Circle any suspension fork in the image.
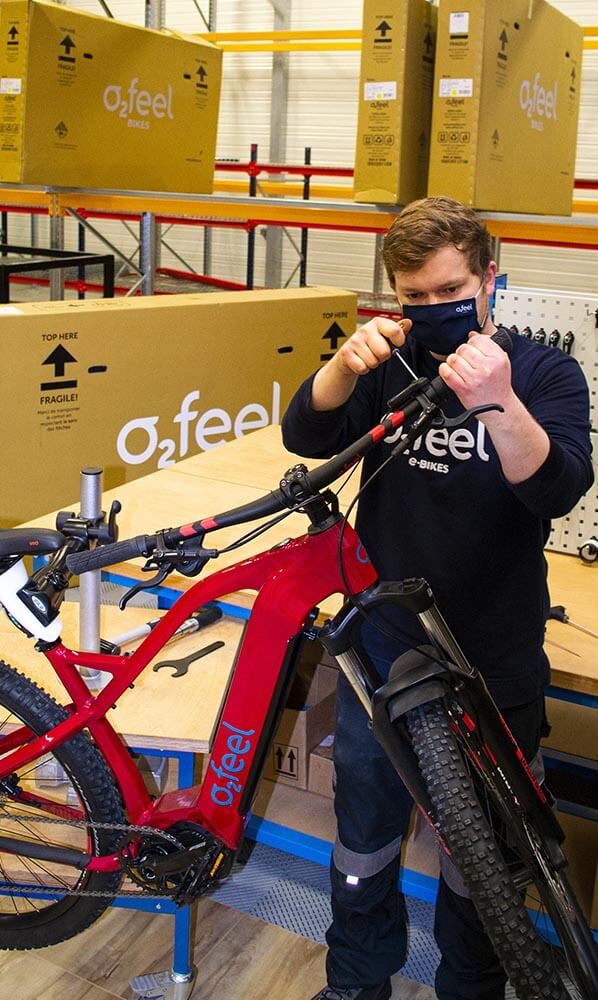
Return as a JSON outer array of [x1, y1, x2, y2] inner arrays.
[[319, 579, 466, 821]]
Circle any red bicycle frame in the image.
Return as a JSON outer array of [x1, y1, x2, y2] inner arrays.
[[0, 522, 377, 871]]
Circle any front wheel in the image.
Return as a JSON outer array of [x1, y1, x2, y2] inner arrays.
[[0, 661, 125, 950], [407, 701, 598, 1000]]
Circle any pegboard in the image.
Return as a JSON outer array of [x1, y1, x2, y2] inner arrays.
[[494, 289, 598, 554]]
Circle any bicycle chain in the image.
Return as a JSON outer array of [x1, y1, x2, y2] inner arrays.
[[0, 812, 186, 899]]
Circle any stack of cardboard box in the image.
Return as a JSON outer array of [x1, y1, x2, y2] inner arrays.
[[355, 0, 583, 215]]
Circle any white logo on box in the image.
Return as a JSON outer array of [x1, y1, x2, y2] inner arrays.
[[103, 76, 174, 128], [116, 382, 280, 469], [0, 76, 21, 94], [519, 73, 558, 132], [363, 80, 397, 101]]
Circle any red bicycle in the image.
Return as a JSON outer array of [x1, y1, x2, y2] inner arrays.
[[0, 368, 598, 1000]]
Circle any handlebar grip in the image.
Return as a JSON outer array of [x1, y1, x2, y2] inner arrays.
[[66, 535, 154, 576]]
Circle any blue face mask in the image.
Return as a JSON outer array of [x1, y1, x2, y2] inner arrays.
[[403, 281, 486, 357]]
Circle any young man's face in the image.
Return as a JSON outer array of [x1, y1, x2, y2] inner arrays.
[[394, 245, 496, 332]]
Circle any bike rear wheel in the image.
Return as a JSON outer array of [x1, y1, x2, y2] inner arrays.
[[407, 701, 598, 1000], [0, 661, 125, 950]]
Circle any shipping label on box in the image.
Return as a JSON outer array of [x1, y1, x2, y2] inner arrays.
[[0, 0, 222, 193], [428, 0, 583, 214], [354, 0, 436, 204], [0, 288, 357, 527]]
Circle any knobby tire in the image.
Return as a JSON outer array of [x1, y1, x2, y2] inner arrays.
[[0, 661, 125, 950], [407, 701, 596, 1000]]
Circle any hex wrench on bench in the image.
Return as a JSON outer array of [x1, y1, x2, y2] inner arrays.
[[152, 640, 224, 677]]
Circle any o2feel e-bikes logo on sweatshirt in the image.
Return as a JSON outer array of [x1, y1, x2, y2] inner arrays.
[[103, 76, 174, 129]]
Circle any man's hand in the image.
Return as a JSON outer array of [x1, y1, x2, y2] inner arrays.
[[330, 316, 412, 375], [311, 316, 412, 410], [438, 333, 516, 420], [438, 333, 550, 484]]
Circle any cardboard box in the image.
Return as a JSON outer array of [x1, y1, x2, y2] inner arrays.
[[428, 0, 583, 215], [0, 0, 222, 193], [542, 698, 598, 761], [307, 733, 334, 799], [264, 664, 338, 789], [354, 0, 436, 205], [0, 288, 357, 528]]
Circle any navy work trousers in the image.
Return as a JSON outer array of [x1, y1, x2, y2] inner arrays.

──────

* Your objective
Please write out the material above again with "Circle" swapped for "Box" everywhere, changing nothing else and leaving out the pictures.

* Complete response
Box any suspension fork in the image.
Return as a JSON outer array of [x1, y1, x2, y2] inner arrays.
[[319, 579, 466, 821]]
Box any red bicycle frame in the image.
Return as a JSON outer array of [x1, y1, x2, y2] inner arrays.
[[0, 522, 377, 871]]
Box any front wheel in the image.
Return as a JSON outer array of [x1, y1, x2, y2] inner arrays.
[[0, 661, 125, 950], [407, 701, 598, 1000]]
Box any pegboard in the image.
Return as a JSON outer array of [x1, y1, x2, y2] inner arrays.
[[494, 289, 598, 554]]
Box any bicycle chain in the image.
Return as a JSON outer array of [x1, y1, x2, y2] inner arrays.
[[0, 812, 186, 899]]
Box any stack of cardboard box in the image.
Return as a JSON outer array of [x1, y1, x2, y2] inner arrays.
[[355, 0, 583, 215]]
Box any white logo on box in the image.
Return as a JSON outer array of [x1, y1, x2, y2] inner arrays.
[[103, 76, 174, 128], [116, 382, 280, 469], [0, 76, 21, 94], [519, 73, 558, 132], [363, 80, 397, 101]]
Box any red bicycle in the image.
Return as a JSON outer array of [x1, y1, x2, y2] inner arrays.
[[0, 368, 598, 1000]]
Box any handlebar grip in the image.
Return as a JSON outer array of [x1, y1, x2, y2] inner arrays.
[[66, 535, 154, 576]]
Box any blue face mask in the image.
Return as a JSON outer array of [x1, y1, x2, y2] inner arrays.
[[403, 281, 486, 357]]
Box any young man's face in the image.
Return as a JSON outer array of [x1, y1, x2, y2] inner arrays.
[[394, 245, 496, 332]]
Box any bike rear wheel in the image.
Return as a JSON outer array of [x1, y1, x2, y2] inner arrays.
[[407, 701, 598, 1000], [0, 661, 125, 950]]
Box any shipping label on box in the image.
Return as a JSON outer array of [x1, y1, x2, y2] inner arrays.
[[0, 0, 222, 193], [428, 0, 583, 214], [354, 0, 436, 204], [0, 288, 357, 527]]
Box any knobby tire in the image.
Return as a JSON outer array of [x1, y1, x2, y2] inner arrays.
[[0, 661, 125, 950], [407, 701, 596, 1000]]
Box any hex wrench on bench in the image.
Return as a JSON outer array of [x1, y1, x2, y2] inner arrays.
[[152, 640, 224, 677]]
Box any o2feel e-bikes logo on sweatshirt in the image.
Return as a JSON outer array of [x1, y1, x2, y2] inner arrays.
[[103, 76, 174, 129]]
Box any man's hand in the image.
Return as a JSON outer array of [x1, y1, x2, y2] inner arrays.
[[330, 316, 412, 375], [311, 316, 412, 410], [438, 333, 516, 420], [438, 333, 550, 484]]
Box any cardboard box in the image.
Return as a JSON outer array of [x1, y1, x2, y2] inner arrays.
[[428, 0, 583, 215], [0, 0, 222, 193], [542, 698, 598, 761], [307, 733, 334, 799], [264, 664, 338, 789], [354, 0, 436, 205], [0, 288, 357, 528]]
Box any navy work trousers in the image.
Return as a JSON outer array of [x1, y1, x2, y2] inner arrays.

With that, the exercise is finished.